→ Your instructions
Exactly the lines from the one containing "TARGET = rocky cliff face" through the final line of the listing are to be retyped, and nothing more.

→ Supplied entries
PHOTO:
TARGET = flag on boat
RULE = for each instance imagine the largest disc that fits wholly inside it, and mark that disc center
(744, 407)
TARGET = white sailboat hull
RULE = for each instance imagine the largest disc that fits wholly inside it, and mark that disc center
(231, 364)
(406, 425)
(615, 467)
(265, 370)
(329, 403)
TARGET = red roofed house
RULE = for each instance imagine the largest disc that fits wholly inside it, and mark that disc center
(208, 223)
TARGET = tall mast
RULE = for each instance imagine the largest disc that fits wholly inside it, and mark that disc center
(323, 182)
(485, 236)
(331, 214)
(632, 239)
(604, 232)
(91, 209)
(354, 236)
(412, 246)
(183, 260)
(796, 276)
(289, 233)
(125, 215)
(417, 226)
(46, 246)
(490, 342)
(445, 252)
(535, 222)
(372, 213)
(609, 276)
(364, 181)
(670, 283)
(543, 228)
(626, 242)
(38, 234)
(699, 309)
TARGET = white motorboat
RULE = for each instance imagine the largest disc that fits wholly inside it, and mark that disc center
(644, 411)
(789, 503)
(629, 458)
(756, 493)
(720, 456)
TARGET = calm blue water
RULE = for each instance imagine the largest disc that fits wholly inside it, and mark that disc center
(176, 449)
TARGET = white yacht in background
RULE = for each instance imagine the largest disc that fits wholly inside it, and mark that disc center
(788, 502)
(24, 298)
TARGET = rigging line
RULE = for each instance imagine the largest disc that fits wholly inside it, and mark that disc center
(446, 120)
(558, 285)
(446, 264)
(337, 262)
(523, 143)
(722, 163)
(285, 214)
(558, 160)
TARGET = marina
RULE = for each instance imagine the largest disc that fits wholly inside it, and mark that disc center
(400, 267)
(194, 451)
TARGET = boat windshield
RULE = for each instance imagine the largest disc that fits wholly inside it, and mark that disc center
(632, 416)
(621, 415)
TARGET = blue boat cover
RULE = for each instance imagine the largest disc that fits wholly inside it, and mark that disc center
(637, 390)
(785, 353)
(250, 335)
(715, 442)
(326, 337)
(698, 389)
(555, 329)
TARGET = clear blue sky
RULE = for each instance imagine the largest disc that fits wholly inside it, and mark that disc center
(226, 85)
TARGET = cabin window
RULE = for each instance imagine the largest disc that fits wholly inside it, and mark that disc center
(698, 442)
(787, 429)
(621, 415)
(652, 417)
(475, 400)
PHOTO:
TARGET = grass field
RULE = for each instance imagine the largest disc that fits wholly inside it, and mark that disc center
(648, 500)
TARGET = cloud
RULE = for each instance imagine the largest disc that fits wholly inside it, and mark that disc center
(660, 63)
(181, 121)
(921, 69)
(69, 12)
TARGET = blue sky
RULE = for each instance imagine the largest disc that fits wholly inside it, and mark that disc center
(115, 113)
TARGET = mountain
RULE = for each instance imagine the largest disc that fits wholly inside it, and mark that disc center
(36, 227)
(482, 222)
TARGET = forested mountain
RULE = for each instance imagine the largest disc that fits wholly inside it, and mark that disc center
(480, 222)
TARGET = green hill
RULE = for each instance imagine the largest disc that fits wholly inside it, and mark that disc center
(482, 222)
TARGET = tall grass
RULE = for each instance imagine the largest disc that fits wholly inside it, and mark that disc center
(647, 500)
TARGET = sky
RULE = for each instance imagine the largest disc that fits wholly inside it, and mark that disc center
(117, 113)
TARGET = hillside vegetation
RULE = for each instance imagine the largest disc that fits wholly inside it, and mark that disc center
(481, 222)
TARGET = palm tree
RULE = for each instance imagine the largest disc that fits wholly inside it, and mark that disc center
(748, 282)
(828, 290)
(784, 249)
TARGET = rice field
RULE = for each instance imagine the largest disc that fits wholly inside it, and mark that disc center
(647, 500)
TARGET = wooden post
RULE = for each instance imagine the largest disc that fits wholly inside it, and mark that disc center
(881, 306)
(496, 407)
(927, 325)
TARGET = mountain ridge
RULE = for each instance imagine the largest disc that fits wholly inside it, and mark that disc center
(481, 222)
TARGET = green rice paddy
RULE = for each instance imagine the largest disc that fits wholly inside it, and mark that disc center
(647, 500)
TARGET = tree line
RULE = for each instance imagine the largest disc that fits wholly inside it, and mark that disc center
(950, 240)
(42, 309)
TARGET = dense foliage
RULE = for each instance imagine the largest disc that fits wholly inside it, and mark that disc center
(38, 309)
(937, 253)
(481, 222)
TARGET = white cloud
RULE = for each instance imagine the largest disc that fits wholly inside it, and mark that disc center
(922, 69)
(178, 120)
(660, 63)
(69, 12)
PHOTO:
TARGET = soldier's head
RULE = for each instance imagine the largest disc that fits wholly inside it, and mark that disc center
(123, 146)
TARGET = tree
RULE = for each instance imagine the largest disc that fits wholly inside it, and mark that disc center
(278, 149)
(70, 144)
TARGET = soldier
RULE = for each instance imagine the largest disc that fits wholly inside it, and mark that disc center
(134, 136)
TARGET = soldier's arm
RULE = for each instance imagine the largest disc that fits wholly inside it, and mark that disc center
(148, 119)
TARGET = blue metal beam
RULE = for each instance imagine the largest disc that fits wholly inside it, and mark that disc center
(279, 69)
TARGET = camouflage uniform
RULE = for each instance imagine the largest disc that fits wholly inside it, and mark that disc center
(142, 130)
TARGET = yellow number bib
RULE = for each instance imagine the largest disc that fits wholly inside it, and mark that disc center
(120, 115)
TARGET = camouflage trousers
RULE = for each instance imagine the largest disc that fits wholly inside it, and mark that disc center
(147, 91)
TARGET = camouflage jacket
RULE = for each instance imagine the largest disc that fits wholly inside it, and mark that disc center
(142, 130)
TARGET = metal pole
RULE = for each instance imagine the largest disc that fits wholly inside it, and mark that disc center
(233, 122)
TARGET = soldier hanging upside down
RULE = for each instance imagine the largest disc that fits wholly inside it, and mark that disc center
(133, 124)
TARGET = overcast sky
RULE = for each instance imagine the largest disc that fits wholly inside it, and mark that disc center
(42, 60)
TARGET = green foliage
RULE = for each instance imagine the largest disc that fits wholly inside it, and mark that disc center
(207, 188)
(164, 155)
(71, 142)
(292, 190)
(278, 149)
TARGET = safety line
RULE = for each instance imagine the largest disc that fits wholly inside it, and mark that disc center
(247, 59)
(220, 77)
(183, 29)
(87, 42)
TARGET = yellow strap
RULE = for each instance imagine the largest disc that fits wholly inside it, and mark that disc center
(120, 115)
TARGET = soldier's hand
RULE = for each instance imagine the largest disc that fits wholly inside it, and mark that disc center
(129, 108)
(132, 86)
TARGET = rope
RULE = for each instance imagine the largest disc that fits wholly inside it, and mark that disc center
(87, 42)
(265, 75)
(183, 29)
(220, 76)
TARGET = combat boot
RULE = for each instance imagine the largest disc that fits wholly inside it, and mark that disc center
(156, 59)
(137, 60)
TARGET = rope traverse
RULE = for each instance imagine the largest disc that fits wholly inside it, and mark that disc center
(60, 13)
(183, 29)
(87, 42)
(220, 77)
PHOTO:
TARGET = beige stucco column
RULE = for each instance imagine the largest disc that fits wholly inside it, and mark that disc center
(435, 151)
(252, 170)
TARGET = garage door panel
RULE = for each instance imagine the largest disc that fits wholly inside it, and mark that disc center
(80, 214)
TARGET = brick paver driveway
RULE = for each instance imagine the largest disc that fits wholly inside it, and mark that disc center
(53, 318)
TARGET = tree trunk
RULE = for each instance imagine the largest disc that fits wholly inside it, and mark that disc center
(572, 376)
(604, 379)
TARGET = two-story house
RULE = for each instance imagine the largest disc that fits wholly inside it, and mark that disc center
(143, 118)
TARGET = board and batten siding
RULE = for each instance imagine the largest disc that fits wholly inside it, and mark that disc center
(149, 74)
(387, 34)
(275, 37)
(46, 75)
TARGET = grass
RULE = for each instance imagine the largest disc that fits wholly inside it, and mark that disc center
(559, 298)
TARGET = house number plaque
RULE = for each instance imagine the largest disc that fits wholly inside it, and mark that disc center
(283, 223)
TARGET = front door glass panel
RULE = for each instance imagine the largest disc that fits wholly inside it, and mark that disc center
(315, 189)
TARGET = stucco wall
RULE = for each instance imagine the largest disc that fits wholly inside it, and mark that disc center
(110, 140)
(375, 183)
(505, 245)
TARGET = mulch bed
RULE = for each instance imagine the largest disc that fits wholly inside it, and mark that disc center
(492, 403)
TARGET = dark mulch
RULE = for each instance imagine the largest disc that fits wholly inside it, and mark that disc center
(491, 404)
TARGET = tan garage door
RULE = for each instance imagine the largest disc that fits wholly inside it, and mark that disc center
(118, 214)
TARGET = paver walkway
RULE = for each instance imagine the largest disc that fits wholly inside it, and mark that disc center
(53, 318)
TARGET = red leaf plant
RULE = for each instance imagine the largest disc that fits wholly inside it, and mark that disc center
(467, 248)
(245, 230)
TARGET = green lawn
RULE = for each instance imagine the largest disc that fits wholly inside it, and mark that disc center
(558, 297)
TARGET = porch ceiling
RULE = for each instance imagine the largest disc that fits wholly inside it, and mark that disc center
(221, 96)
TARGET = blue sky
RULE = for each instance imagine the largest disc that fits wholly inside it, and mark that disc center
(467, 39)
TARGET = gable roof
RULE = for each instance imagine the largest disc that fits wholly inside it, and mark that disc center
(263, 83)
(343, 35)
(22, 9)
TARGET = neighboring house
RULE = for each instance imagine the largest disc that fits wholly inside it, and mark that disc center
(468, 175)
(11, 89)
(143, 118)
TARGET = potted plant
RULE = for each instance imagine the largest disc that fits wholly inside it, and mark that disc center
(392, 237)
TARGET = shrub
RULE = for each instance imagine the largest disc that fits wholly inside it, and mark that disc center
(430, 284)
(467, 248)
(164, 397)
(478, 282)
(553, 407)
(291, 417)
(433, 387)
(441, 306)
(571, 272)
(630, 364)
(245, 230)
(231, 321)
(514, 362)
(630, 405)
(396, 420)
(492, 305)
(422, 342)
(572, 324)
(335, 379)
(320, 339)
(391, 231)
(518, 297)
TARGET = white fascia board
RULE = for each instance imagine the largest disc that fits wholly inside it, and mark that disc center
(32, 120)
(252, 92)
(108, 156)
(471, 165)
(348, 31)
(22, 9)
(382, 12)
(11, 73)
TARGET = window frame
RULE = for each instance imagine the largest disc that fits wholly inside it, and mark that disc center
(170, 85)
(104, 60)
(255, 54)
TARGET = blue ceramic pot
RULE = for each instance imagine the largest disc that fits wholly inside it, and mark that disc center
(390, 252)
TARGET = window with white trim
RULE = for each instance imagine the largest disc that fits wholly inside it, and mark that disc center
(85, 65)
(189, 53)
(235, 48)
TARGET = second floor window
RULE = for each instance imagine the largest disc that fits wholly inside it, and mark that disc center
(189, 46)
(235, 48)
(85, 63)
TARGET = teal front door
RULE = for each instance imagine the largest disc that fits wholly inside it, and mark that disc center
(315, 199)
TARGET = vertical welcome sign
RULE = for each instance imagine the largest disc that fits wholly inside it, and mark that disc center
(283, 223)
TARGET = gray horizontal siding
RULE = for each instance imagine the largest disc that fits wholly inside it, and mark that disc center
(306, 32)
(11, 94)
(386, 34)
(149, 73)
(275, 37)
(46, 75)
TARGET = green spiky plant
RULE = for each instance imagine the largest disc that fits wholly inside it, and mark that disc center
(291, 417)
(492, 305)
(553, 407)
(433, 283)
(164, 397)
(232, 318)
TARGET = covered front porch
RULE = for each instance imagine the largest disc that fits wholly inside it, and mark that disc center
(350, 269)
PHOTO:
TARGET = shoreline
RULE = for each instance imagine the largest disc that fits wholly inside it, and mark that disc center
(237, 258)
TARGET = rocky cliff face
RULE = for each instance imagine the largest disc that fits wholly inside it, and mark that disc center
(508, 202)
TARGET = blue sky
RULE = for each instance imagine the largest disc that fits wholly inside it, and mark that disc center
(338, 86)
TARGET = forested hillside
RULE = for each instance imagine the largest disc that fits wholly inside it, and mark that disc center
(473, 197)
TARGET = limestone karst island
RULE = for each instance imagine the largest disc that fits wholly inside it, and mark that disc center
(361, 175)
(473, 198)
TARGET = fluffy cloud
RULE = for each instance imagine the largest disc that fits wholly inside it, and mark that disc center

→ Response below
TARGET = rocky cliff face
RULE = for each instance imagine the largest disc that fits wholly inside it, and mark that disc center
(508, 202)
TARGET = blue sky
RULE = for each instance imagine the largest disc that fits wholly inside it, and mark that disc center
(338, 86)
TARGET = forested hillside
RULE = for each instance imagine the largest disc that fits wholly inside it, and mark that disc center
(473, 197)
TARGET = limestone karst island
RULE = for each instance imagine the largest disc that fits wholly inside it, and mark that disc center
(361, 175)
(473, 198)
TARGET = fluffy cloud
RULE = for each instance imagine the largest disc that fits wholly inside it, and mark that disc center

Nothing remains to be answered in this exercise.